■ Problem statement ■
Send back the entries below exactly as they appear.

## Start Provided material

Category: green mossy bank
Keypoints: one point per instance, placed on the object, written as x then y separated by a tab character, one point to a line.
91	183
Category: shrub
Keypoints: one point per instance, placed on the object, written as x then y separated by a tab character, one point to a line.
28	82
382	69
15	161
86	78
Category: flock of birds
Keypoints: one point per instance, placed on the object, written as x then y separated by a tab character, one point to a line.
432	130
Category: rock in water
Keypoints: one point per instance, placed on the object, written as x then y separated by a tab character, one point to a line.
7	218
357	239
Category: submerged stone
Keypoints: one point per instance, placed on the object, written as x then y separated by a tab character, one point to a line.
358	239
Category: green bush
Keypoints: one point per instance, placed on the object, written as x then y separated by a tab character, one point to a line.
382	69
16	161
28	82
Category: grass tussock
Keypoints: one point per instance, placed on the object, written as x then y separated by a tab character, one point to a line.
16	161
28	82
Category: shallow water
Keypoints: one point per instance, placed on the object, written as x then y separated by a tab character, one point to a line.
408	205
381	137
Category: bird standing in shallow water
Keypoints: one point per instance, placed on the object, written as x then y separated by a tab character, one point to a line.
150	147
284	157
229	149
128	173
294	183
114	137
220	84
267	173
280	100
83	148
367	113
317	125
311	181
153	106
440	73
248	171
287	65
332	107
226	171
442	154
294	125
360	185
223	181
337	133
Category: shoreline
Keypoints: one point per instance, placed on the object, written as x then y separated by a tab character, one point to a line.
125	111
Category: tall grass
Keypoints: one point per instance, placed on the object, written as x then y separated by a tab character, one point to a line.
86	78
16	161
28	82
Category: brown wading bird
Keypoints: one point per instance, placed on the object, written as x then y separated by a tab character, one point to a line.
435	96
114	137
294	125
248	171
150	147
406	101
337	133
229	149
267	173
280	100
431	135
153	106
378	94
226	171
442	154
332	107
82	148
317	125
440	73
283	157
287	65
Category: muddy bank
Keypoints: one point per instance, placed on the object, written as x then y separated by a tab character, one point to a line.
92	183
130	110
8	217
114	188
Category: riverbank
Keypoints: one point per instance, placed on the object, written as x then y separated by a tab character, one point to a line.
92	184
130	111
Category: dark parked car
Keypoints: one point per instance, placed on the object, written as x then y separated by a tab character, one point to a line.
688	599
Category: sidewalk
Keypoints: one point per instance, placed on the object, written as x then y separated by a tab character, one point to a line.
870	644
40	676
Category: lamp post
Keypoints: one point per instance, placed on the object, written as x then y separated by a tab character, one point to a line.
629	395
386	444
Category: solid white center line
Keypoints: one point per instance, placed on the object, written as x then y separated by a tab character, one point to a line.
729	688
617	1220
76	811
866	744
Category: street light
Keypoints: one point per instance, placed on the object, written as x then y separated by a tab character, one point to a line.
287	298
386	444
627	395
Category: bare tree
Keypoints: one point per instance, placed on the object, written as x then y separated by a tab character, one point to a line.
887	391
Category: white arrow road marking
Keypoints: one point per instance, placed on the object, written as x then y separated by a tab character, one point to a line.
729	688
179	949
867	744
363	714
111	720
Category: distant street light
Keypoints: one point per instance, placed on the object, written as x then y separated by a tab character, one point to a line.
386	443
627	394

## End Provided material

■ Finished answer ■
Category: green mossy bank
Keypoints: one point per instance, placed on the object, written as x then y separated by a tab character, one point to a line.
91	183
Category: shrub
Keypoints: one point per instance, placed on the object, written as x then y separated by a tab character, one point to a line.
28	82
382	69
15	161
86	78
Category: flock of birds
Keypoints: one point per instance, placed on the object, written as x then y separated by a tab character, one point to a line.
432	130
Category: rock in water
Keypoints: one point per instance, placed on the object, written as x then y separated by a tab character, one point to a line.
7	218
357	239
Category: submerged stone
Keypoints: one point per instance, placed on the object, written as x then y separated by a tab character, one point to a line.
358	239
Category: green bush
Keypoints: one point per instance, placed on the object, written as x then y separated by a tab character, one point to a line.
382	69
16	161
28	82
Category: grass tussock
Keypoints: one point per instance, placed on the object, written as x then y separated by a tab character, one point to a line.
16	161
28	82
Category: shallow water
Keypoints: one point per instance, placed on the object, written as x then y separated by a tab character, one point to a line.
408	205
381	137
Category: bird standing in shallow water
Keypoints: one point per instance, placed on the object, written as x then y separated by a tab character, one point to a line.
150	147
284	157
229	149
128	173
294	183
114	137
220	84
267	173
280	100
83	148
367	113
317	125
311	181
153	106
440	73
248	171
287	65
332	107
226	171
442	154
294	125
360	185
223	181
337	133
Category: shoreline
Keypoints: one point per instance, placed on the object, written as x then y separated by a tab character, one point to a line.
125	111
Category: tall grass
Keypoints: one point per instance, placed on the object, written as x then y separated by a tab character, one point to a line.
86	78
16	161
28	82
Category: brown wading bird
Keypoints: one point per instance, placed on the object, written as x then y separated by a tab character, one point to a line.
435	96
114	137
294	125
248	171
150	147
406	101
337	133
229	149
267	173
280	100
431	135
153	106
378	94
226	171
442	154
332	107
82	148
317	125
440	73
283	157
287	65
Category: muddy bank
Keypoints: one point per instance, placed on the object, written as x then y separated by a tab character, one point to a line.
92	183
130	110
8	217
114	188
Category: riverbank
Keypoints: one point per instance, placed on the object, written as x then y separated by a tab character, one point to a line.
92	184
130	111
Category: dark parked car
Keypoints: one point per instance, placed on the object, written as x then y separated by a tab character, one point to a line.
688	599
Category: sidewalk
Keypoints: one point per instance, placed on the object, written as x then y separated by a tab character, one point to a line.
870	644
40	676
Category: lamp post
Keypoints: one point per instance, placed on the object, written as x then y separated by a tab character, one point to a line.
629	395
386	444
Category: solid white center line
Keypoints: one point per instance, placed on the object, written as x then y separated by a tab character, one point to a line.
729	688
617	1220
76	811
866	744
Category: street light
Keypoints: one point per instance, placed on the object, written as x then y separated by a tab character, one point to a line.
287	298
386	444
627	395
Category: bare tree
Keypoints: one point per instance, placed on the object, written as x then y separated by a tab character, one point to a line.
887	391
Category: white arrow road marking
Keypoints: one point per instance, placed on the object, written as x then y separated by a tab character, one point to a line.
729	688
179	949
867	744
363	714
111	720
Category: distant street light
Keypoints: one point per instance, placed on the object, written as x then y separated by a tab character, one point to a line.
386	443
627	394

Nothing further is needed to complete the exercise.